A verbatim copy of the lines from the one with "Detection task: identify every turquoise" through the final line below is required; print it and nothing else.

(Referring expression grounding data)
::::::

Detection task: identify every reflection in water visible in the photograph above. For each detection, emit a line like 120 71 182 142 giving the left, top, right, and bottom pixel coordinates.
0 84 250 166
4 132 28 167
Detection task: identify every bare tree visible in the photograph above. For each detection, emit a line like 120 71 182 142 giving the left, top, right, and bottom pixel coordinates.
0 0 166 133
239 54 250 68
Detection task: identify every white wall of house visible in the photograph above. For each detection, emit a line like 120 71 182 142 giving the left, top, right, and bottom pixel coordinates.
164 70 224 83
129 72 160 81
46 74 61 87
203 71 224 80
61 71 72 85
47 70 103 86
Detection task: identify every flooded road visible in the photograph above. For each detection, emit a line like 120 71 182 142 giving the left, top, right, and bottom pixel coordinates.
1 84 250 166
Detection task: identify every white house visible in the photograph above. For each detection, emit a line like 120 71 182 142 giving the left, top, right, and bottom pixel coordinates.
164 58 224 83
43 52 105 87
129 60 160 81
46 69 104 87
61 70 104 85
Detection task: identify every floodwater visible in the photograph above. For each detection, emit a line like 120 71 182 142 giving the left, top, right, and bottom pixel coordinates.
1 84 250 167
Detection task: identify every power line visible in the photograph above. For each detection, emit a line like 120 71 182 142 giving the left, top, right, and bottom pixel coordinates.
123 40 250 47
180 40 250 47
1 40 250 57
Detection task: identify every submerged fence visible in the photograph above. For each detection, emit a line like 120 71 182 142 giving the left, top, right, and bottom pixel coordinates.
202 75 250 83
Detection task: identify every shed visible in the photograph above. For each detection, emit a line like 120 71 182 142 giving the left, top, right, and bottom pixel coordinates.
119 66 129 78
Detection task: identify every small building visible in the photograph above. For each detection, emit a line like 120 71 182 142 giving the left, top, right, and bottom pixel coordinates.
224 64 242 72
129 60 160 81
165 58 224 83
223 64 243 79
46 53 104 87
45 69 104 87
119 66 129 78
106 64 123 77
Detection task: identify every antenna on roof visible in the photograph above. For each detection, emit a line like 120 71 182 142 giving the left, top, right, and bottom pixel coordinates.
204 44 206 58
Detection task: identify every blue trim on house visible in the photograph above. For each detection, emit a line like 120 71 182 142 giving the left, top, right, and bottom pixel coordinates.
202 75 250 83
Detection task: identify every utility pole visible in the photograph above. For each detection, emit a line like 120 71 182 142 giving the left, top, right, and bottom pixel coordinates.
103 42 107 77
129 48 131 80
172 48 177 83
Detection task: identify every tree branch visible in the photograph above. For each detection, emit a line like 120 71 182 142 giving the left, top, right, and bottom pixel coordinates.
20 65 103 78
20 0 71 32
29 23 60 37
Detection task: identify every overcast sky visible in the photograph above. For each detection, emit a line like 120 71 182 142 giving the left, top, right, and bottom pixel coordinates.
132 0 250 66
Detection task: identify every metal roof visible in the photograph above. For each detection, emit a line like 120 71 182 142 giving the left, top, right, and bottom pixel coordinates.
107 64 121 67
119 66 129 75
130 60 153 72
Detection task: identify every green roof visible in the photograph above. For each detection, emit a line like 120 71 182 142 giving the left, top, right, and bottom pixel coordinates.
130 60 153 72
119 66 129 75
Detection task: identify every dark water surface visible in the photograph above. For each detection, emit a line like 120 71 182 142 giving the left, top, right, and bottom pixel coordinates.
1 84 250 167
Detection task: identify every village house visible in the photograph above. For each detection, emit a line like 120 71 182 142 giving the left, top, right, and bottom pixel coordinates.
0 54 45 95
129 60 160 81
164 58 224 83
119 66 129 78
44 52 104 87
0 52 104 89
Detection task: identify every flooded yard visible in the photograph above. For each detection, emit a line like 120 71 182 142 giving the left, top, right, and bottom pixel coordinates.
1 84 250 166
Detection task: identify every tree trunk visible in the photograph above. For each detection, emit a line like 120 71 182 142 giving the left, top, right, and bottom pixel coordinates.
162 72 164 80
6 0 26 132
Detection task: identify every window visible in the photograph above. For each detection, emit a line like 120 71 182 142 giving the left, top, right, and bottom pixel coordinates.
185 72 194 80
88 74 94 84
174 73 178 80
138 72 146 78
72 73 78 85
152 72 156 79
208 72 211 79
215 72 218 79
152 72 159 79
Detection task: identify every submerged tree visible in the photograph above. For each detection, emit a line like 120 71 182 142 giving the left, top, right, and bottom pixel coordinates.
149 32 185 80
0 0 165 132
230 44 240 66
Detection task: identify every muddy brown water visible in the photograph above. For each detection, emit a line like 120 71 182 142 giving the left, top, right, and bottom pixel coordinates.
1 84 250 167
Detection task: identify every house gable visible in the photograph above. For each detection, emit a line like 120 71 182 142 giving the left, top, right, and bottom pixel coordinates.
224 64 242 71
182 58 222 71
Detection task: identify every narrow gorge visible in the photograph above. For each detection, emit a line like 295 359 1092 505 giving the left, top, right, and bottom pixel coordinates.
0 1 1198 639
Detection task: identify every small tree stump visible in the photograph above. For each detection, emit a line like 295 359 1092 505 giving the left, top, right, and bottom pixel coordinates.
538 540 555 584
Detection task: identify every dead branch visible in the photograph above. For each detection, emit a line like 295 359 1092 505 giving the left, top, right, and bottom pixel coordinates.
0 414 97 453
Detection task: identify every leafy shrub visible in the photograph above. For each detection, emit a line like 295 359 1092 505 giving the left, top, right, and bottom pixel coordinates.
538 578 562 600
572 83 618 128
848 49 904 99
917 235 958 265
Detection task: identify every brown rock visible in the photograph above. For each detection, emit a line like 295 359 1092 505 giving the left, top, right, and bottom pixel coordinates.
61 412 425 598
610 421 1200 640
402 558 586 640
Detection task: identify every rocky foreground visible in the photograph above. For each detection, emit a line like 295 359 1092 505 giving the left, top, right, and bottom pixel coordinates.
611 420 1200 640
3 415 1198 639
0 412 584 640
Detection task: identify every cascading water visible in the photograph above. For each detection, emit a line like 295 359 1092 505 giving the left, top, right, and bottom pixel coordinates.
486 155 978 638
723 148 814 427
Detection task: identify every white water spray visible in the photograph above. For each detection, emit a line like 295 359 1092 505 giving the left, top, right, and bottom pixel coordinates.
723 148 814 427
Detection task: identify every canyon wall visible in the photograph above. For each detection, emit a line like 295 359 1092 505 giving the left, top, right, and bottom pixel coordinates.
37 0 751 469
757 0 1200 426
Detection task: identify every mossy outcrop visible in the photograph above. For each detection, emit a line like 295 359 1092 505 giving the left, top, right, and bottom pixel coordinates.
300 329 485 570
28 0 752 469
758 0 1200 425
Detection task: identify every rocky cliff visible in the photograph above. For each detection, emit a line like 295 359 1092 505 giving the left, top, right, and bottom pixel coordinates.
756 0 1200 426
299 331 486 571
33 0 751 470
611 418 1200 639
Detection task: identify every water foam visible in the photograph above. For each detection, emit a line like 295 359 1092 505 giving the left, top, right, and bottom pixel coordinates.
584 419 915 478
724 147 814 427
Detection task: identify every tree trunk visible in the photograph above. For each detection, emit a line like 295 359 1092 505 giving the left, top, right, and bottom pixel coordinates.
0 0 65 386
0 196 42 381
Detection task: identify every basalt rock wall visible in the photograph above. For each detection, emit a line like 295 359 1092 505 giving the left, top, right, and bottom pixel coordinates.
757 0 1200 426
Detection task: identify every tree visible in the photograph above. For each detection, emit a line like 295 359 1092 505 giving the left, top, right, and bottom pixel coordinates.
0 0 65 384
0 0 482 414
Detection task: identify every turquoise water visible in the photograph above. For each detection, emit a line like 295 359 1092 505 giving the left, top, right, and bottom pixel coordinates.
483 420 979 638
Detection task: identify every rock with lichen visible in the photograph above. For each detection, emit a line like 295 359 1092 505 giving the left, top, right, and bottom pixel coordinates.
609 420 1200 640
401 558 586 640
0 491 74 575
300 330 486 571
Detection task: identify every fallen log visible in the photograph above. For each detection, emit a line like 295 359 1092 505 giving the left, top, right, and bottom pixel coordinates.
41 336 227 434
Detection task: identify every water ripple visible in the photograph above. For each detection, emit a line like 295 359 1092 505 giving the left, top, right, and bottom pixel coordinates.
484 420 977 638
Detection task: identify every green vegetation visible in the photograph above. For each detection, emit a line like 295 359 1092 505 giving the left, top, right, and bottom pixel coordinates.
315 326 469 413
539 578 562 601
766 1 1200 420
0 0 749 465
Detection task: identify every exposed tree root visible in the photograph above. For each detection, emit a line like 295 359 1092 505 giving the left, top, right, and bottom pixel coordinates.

::::::

YOUR RESPONSE
Detection task: identify every turquoise water visible in the photograph above. For each detection, emit a line like 295 359 1092 505 giving the left, top, right, and bottom pixel coordinates.
483 420 979 638
Detection task: identify every rock with lichen visible in the photograph above. For each detection, emit a line like 295 359 1092 505 giving the left, top, right, and bottom pixel coordinates.
609 420 1200 640
401 558 586 640
0 491 74 575
300 330 486 571
Detection task: identify every fallen log visible in the photograph above. For each detection, emit a line like 295 359 1092 505 giving the left, top, right, and bottom pixel coordinates.
41 336 227 434
Detection task: identify every water ripple visible in the photograph above. For each detection, emit a line like 295 359 1092 505 giving the left, top, right, and bottom pixel coordinates.
484 420 977 638
Detection task: identify every green vegetation visible in the photograph above. For each detection, emit a line like 295 359 1092 505 giving the left, top, right, and bottom pixel coordinates.
315 326 469 413
539 578 562 601
766 1 1200 420
0 0 749 465
Detection task: identify every exposed tree root visible in the photograph above. For each detection, emit a line like 295 359 1092 505 giving the left, top, right, and bottom pixel coordinates.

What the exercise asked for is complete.